## RECORDS FOR THE TASK
>> start

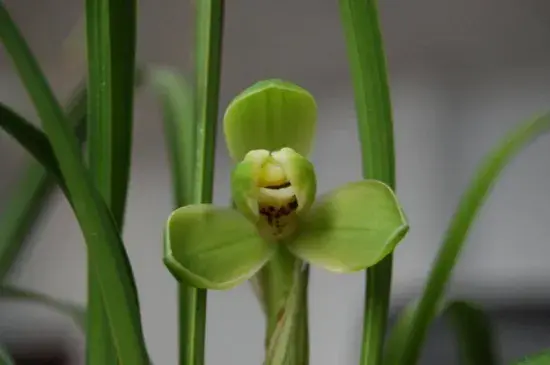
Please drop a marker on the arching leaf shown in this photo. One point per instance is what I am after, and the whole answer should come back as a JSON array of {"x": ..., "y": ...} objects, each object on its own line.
[
  {"x": 213, "y": 248},
  {"x": 351, "y": 228}
]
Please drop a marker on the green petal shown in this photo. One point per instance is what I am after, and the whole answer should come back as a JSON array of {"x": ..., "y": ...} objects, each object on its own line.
[
  {"x": 351, "y": 228},
  {"x": 213, "y": 248},
  {"x": 244, "y": 189},
  {"x": 301, "y": 174},
  {"x": 270, "y": 115}
]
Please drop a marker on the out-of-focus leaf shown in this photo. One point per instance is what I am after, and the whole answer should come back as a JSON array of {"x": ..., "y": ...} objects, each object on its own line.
[
  {"x": 280, "y": 346},
  {"x": 471, "y": 325},
  {"x": 457, "y": 232}
]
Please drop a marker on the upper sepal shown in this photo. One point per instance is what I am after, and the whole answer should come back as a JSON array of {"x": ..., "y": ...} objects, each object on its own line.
[
  {"x": 213, "y": 248},
  {"x": 351, "y": 228},
  {"x": 270, "y": 115}
]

>> end

## STATED GOAL
Please pull every one of the items above out word for word, leaving the pictures out.

## THE ANSWER
Please drop a marker on the arching leaf shown in this photo. One point per instance is what I am after, and the whole answer should come back as a JSON array of {"x": ..., "y": ...} objects, each object on its own line.
[
  {"x": 213, "y": 248},
  {"x": 351, "y": 228}
]
Please drop a marker on the green petal shown in this photo. One point per instance is what I am after, and the whole answer should come back as a JSON array of {"x": ..., "y": ...} objects, each object on its own line.
[
  {"x": 351, "y": 228},
  {"x": 213, "y": 248},
  {"x": 244, "y": 189},
  {"x": 301, "y": 174},
  {"x": 270, "y": 115}
]
Please drop a marker on the out-of-focus leaf shown in this photo. One point per instance is what I am after, and the whole answer should come back as a JSON array of {"x": ..., "y": ...} objects, each object on its own line.
[
  {"x": 280, "y": 346},
  {"x": 471, "y": 325},
  {"x": 457, "y": 232}
]
Please drop a marker on the upper sepal shown in this photo. One point per instance is what I am after, and the whole answer should come back as a JSON array of {"x": ..., "y": ...} objects, each object on its own line.
[
  {"x": 213, "y": 248},
  {"x": 351, "y": 228},
  {"x": 270, "y": 115}
]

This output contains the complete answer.